======== DATASET CONTENT ========

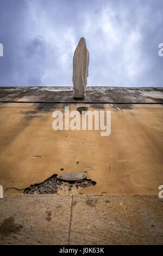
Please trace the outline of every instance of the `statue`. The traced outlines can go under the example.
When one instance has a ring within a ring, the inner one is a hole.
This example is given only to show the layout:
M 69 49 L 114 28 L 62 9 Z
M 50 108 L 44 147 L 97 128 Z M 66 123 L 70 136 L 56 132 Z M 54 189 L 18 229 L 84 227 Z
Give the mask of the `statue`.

========

| YOUR OBJECTIVE |
Substitute "sculpture" for "statue" everywhere in the lines above, keeping all other text unchanged. Do not include the pictures in your answer.

| THE OUTPUT |
Please trace the outline of every instance of the `sculpture`. The traced outlines can go under the example.
When one instance has a ring within a ring, the inner one is a hole.
This example is given only to show the layout:
M 69 49 L 114 28 L 62 9 Z
M 50 108 L 44 147 L 97 128 Z M 66 123 L 70 136 L 56 132 Z M 54 189 L 18 229 L 84 227 Z
Give the mask of the `sculpture`.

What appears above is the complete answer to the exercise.